DIRECTIONS FOR THIS TASK:
Reproduce the passage of the article on Oregon's COVID-19 test kit purchase starting at "State of Oregon" and ending at "tests next month.", word for word.

SOURCE PASSAGE:
○ ○ ○ ○ ○

State of Oregon Purchases 12 Million At-Home COVID-19 Test Kits

The Oregon Health Authority will distribute the sometimes elusive tests to local health agencies in January.

COVID-19 testing outside a Portland music venue. (Justin Yau)

As Multnomah County approaches a new weekly record for COVID-19 cases, the Oregon Health Authority has announced plans to distribute 12 million home COVID-19 tests next month.

President Joe Biden earlier announced plans to distribute 500 million tests for free. That plan is still coming together, so, in the meantime, Oregon placed an order Dec. 29 with iHealth Labs for 6 million of its COVID-19 Antigen Rapid Test kits (each kit contains two tests).

“Oregon learned during the Delta surge that we must be prepared for the unpredictable,” said Gov. Kate Brown in a statement. She pledged to “arm Oregonians with the information and tools they need to keep themselves and their families safe.”

○ ○ ○ ○ ○

EXTRACTED DATA:

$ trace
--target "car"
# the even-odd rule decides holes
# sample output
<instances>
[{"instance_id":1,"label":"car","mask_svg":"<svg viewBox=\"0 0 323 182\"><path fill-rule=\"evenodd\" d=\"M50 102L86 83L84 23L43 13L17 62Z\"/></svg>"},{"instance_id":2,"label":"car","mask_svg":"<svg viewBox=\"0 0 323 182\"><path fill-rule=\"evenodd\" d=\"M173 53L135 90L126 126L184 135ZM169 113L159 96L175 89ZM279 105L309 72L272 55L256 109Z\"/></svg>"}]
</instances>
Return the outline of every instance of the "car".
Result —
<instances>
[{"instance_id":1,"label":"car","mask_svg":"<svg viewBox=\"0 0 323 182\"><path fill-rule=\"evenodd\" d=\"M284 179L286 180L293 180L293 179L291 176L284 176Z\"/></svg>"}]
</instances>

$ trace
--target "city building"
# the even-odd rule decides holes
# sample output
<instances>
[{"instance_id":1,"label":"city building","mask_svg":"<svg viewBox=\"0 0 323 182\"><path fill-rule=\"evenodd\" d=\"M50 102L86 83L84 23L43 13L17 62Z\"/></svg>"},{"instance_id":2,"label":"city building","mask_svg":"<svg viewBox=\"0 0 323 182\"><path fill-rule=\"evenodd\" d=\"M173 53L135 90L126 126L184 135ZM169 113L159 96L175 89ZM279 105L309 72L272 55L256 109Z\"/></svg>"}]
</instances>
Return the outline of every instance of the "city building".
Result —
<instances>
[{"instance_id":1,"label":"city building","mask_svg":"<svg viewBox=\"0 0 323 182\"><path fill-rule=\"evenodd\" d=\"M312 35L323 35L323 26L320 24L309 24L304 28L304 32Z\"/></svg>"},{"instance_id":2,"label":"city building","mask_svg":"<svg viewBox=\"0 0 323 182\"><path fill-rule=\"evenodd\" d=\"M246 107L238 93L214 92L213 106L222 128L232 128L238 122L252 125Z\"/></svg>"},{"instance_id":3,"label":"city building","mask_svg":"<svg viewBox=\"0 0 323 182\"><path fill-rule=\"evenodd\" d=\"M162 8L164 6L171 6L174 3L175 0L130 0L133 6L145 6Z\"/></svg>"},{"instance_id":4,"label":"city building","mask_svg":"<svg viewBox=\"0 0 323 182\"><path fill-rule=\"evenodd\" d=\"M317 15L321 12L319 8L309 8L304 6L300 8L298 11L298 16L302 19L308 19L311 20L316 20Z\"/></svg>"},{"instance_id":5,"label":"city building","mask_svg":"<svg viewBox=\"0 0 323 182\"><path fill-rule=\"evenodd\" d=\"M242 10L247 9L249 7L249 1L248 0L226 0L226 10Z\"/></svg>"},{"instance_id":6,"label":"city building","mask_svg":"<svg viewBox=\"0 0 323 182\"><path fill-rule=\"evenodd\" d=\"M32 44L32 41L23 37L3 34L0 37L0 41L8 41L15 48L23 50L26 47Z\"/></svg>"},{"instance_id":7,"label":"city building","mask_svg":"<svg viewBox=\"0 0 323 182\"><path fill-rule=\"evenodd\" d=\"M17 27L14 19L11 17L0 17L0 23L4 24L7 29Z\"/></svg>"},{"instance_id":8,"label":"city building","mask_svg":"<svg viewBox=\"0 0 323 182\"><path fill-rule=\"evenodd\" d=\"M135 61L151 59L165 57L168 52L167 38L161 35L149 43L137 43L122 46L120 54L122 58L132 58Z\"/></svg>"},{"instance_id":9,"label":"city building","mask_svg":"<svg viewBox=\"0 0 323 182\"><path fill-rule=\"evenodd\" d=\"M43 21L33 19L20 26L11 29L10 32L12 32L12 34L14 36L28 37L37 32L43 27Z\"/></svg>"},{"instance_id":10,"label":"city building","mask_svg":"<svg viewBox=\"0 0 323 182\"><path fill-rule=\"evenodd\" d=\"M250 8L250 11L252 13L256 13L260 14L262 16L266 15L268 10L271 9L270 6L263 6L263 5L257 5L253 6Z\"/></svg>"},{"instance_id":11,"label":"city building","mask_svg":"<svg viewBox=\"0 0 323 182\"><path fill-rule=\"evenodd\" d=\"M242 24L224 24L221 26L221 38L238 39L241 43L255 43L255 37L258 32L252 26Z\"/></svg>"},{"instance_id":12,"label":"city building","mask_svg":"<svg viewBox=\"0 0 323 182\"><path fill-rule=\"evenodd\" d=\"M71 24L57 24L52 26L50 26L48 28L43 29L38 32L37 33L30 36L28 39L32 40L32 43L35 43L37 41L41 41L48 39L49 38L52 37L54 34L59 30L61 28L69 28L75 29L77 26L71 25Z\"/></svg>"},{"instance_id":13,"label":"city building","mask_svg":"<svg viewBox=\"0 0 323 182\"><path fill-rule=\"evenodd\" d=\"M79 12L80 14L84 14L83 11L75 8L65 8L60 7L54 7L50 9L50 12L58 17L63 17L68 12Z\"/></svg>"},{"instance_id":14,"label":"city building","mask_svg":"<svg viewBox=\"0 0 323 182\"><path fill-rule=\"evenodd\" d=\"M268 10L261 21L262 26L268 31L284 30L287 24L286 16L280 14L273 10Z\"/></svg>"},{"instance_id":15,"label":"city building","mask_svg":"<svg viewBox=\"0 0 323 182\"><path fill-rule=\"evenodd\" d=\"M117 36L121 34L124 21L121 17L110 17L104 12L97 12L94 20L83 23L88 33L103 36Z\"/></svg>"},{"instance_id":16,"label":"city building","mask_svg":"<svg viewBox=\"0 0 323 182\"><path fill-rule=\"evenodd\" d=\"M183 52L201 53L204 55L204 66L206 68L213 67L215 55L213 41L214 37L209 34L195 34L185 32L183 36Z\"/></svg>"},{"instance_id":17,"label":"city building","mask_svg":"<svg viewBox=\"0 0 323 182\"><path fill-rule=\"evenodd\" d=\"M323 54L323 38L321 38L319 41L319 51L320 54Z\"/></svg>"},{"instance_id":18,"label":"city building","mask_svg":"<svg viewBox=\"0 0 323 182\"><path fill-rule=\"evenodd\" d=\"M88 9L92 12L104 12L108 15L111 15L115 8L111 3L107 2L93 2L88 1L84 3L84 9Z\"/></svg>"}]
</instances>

○ ○ ○ ○ ○

RESPONSE AREA:
State of Oregon Purchases 12 Million At-Home COVID-19 Test Kits

The Oregon Health Authority will distribute the sometimes elusive tests to local health agencies in January.

COVID-19 testing outside a Portland music venue. (Justin Yau)

As Multnomah County approaches a new weekly record for COVID-19 cases, the Oregon Health Authority has announced plans to distribute 12 million home COVID-19 tests next month.